§ **Goal**: Reproduce every line of the data from the one containing "of the tree." through the end of the data, requests included, adding 94 to each coordinate in the answers.

§ **Excerpts from point annotation data**:
....................

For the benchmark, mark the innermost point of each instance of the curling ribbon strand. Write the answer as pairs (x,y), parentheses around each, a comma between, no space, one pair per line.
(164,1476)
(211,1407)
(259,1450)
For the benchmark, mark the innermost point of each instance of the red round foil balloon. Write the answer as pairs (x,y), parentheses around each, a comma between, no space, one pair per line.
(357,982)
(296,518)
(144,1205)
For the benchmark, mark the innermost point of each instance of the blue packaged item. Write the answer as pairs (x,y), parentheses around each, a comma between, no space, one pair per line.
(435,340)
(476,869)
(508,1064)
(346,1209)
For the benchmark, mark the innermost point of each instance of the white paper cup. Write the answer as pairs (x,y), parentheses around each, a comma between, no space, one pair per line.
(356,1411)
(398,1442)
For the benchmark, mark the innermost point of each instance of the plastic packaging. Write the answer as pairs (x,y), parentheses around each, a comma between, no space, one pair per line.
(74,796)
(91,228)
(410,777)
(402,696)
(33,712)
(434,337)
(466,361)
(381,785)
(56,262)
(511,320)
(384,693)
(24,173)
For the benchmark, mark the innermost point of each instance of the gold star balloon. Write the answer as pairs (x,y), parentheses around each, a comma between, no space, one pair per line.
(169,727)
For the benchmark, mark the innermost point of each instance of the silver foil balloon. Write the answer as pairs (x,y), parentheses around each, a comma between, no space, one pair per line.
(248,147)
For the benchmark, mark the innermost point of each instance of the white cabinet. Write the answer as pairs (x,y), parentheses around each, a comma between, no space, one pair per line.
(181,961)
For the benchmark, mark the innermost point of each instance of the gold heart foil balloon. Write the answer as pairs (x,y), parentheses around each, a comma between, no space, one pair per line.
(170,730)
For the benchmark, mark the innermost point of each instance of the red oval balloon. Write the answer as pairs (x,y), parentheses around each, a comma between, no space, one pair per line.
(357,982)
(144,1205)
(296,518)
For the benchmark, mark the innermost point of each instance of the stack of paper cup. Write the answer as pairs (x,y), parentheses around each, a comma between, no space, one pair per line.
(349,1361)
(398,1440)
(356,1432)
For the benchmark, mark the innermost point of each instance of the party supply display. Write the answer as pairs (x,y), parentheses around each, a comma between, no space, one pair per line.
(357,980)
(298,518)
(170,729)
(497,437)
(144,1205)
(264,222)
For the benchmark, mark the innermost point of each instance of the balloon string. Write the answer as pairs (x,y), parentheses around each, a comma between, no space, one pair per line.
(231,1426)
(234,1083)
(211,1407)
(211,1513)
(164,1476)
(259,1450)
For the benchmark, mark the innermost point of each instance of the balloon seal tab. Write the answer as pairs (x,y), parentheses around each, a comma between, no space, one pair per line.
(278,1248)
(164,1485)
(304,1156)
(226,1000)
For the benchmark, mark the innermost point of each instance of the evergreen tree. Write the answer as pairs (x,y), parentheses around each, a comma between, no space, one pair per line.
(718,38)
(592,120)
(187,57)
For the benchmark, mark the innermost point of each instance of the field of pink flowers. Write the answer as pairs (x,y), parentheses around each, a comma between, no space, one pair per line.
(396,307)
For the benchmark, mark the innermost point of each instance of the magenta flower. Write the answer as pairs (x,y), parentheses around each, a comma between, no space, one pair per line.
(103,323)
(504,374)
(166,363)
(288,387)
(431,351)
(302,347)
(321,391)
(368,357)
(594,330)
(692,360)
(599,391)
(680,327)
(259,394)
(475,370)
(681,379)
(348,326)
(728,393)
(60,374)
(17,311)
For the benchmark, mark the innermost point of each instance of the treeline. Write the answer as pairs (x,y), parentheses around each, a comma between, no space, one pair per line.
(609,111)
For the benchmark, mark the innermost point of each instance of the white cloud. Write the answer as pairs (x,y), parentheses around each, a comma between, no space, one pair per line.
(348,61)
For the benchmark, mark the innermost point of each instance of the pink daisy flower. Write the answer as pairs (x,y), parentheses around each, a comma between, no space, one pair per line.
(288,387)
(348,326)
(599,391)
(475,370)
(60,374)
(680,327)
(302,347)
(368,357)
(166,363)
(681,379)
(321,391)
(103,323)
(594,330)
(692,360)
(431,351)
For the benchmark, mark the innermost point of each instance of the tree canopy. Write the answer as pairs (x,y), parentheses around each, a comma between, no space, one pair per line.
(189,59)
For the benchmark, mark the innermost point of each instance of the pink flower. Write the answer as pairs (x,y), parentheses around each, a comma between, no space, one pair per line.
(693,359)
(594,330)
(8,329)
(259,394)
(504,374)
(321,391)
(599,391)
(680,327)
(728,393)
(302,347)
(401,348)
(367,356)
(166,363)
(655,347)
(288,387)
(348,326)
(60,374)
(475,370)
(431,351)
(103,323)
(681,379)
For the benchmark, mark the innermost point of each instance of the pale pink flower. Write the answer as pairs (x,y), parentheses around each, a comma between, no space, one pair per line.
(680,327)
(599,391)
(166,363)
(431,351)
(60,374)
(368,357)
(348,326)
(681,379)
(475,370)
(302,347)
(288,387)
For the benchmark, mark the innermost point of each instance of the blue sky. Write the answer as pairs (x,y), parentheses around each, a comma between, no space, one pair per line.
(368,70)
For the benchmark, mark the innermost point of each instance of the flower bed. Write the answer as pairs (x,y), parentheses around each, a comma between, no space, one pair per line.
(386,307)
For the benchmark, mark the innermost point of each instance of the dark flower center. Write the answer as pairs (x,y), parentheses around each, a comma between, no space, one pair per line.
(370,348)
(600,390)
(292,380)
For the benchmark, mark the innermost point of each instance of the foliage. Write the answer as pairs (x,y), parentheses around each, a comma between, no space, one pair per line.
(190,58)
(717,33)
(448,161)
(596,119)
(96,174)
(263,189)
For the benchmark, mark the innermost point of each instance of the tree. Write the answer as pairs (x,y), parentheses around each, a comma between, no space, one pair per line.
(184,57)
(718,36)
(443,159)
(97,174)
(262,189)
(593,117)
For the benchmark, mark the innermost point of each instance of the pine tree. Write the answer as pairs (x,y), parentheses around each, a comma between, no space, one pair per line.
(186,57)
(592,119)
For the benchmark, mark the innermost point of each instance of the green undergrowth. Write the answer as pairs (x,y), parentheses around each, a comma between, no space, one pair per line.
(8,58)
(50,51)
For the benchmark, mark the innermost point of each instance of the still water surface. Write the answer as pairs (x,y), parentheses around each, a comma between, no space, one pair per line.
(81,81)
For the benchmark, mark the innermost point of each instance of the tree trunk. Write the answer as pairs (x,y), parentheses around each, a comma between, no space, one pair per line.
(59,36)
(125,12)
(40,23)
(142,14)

....................

§ **Written reply**:
For the benchmark, mark the innermost point of each instance of the tree. Write the answer as pairs (x,y), parentheses around each, a comma between, no space, one pair per line.
(278,151)
(812,130)
(537,253)
(191,268)
(356,283)
(687,211)
For the benchmark, mark the innermost point of each instance of the pine tree. Write the answer as pairs (x,y), parentheses around each, a comma between, no space, one pair per line.
(280,151)
(686,213)
For the benchmark, mark the innermost point of each instance of the green undergrowth. Write the answer as pairs (x,y), parentheses around each, a comma between, no space, one pair per line.
(102,152)
(144,145)
For the benchmark, mark the innermost point of each instance of the still water surface. Write the answer as pairs (x,y), parentheses around each, a comma between, no space, one pair per line.
(175,175)
For the benchmark, mark the innermost point of each instance of the tree trunk. Write the answer as pairs (x,y), parentheses around each, a comma between, no space, one pair per line.
(153,130)
(219,106)
(134,117)
(236,108)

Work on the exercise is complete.